Give back each line below that contains the string "with". Uppercase and lowercase letters count as different.

Image region labeling entries:
** Begin **

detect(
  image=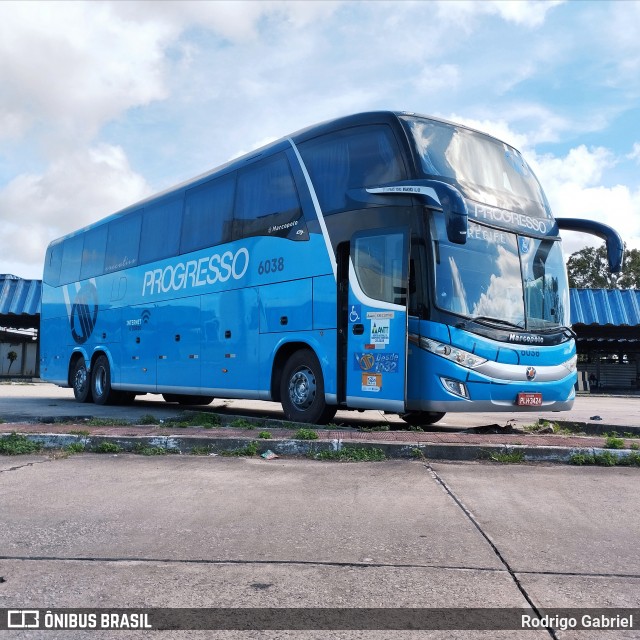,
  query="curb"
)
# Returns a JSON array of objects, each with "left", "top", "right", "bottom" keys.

** End **

Output for this exercise:
# Returns a JSON array of objects, each with "left", "top", "right", "bottom" keys.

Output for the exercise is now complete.